TASK DETAILS — Each line of the records that holds the word "geometry" should be copied out.

[[ MATERIAL SUPPLIED, beginning ]]

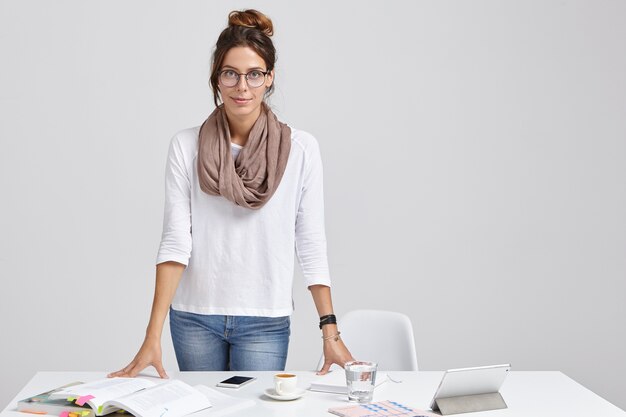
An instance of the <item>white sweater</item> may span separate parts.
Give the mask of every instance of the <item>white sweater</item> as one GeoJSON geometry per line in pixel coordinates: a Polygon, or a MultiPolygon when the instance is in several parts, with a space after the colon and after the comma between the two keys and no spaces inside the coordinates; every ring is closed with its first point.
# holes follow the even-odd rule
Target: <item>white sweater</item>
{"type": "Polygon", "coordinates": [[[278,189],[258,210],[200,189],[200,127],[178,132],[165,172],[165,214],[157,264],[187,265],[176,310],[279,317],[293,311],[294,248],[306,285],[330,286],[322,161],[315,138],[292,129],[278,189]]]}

[[ MATERIAL SUPPLIED, end ]]
[[ MATERIAL SUPPLIED, beginning ]]

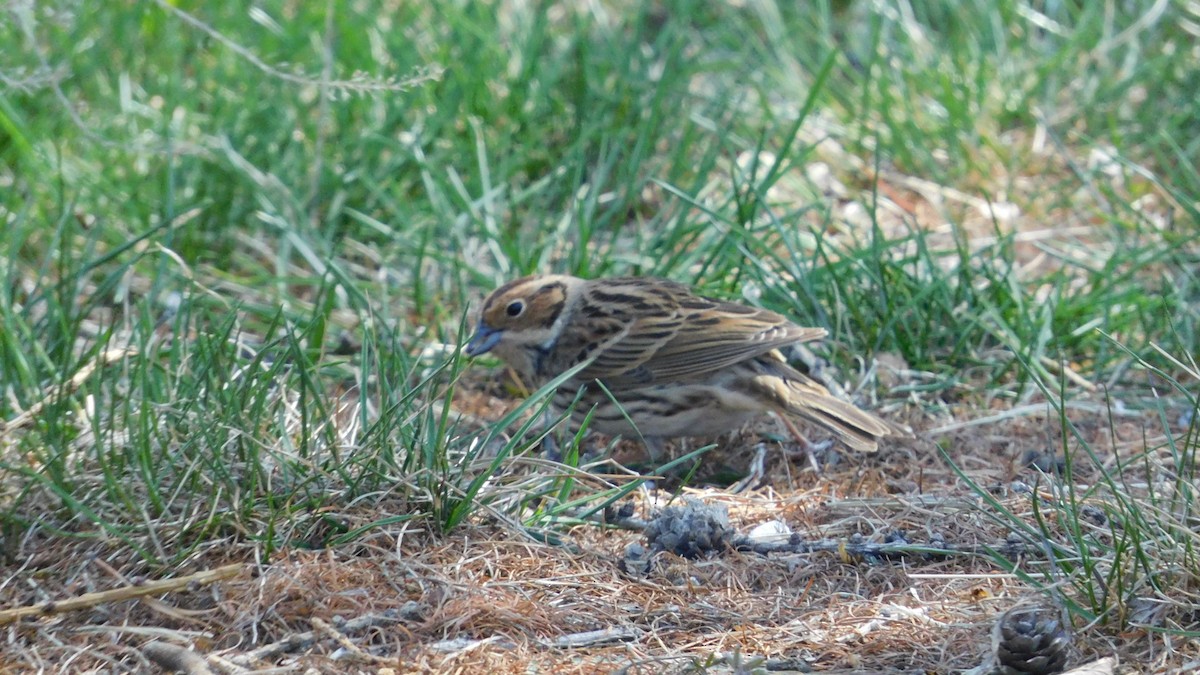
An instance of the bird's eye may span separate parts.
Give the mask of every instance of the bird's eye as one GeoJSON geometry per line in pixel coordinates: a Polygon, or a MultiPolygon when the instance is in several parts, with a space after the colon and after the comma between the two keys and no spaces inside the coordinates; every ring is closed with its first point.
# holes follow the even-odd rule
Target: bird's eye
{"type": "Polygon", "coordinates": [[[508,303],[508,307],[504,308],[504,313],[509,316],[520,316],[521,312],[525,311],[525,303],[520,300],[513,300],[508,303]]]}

[[ MATERIAL SUPPLIED, end ]]
[[ MATERIAL SUPPLIED, beginning ]]

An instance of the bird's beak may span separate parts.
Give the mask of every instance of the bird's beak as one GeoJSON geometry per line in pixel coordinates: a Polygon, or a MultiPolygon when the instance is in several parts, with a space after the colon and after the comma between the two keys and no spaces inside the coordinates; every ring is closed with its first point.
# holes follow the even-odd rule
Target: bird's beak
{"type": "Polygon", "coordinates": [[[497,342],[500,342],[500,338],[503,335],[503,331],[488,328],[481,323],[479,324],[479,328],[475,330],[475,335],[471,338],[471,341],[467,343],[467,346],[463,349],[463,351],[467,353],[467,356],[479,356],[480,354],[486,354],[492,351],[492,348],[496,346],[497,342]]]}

[[ MATERIAL SUPPLIED, end ]]

RESULT —
Give the mask of every instance of the <item>white sweater</item> as one GeoJSON geometry per line in pixel coordinates: a Polygon, or a MultiPolygon when the instance is in several parts, with a space after the colon and after the comma between the two keys and no spaces inside the coordinates; every ring is closed with its first point.
Give the mask of every instance of the bird's eye as one GeoJSON geometry per line in pixel coordinates: a Polygon, or a MultiPolygon when the instance is in several parts, with a space after the colon and after the comma between the two keys and no spaces inside the coordinates; every ring is closed with its first point.
Give the mask of every instance of the bird's beak as one GeoJSON geometry per line in pixel coordinates: a Polygon, or a MultiPolygon when the instance is in several parts, with a space after the colon and after the comma between the two keys and no spaces inside the coordinates; every ring is closed with its first point.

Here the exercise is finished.